== The exercise ==
Find "Annotate the black" in the material below, then copy that line and every subsequent line to the end, exactly.
--- START OF Material provided ---
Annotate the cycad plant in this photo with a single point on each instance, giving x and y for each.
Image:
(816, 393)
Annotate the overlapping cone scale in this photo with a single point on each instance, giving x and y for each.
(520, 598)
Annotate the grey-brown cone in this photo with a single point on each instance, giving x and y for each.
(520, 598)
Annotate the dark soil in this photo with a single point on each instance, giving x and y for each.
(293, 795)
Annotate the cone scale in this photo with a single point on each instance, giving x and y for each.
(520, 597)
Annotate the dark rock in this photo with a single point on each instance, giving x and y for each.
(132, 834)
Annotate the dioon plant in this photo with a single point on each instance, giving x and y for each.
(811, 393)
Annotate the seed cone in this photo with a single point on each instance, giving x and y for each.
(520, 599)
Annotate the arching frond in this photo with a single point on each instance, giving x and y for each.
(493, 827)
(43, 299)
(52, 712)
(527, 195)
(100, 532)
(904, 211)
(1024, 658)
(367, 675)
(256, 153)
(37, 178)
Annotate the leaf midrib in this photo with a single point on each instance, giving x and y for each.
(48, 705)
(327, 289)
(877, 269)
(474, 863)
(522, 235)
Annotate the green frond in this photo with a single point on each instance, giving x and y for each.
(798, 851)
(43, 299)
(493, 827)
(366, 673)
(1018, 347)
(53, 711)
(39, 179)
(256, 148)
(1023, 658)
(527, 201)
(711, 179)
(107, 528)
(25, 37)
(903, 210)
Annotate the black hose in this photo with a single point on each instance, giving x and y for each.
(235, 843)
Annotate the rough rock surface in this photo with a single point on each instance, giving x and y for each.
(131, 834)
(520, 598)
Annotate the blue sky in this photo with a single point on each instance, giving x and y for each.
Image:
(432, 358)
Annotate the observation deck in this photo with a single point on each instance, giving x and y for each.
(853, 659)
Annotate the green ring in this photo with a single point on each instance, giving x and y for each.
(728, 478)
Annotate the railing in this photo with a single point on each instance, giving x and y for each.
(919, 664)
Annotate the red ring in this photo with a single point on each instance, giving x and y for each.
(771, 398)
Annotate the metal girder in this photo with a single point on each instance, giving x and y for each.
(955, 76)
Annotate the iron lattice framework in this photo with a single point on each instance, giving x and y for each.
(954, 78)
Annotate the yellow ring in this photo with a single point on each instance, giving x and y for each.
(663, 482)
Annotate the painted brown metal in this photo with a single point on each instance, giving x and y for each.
--- END OF Material provided ---
== The result ==
Annotate the black hose in this photo with a single point on each instance, giving x and y for each.
(235, 843)
Annotate the rough rock surface in this photo with a single point on each instance, giving x and y for each.
(131, 834)
(520, 598)
Annotate the blue sky in this photo with a single point on each instance, giving x and y for each.
Image:
(432, 358)
Annotate the observation deck in this photo with a single point on each instance, giving x and y for each.
(853, 659)
Annotate the green ring in this photo with a single point on each instance, giving x and y for each.
(728, 478)
Annotate the railing in this photo with a single point on each instance, giving x and y for each.
(919, 664)
Annotate the red ring in this photo with a single point on each instance, giving x and y for each.
(771, 398)
Annotate the metal girder in this photo with a single point on each instance, giving x and y for each.
(955, 76)
Annotate the iron lattice framework in this photo with a single point on each instance, giving x and y for each.
(954, 78)
Annotate the yellow ring in this photo with a single point on each instance, giving x and y for each.
(663, 482)
Annotate the painted brown metal in this photo with a single point on each instance, giving x and y for each.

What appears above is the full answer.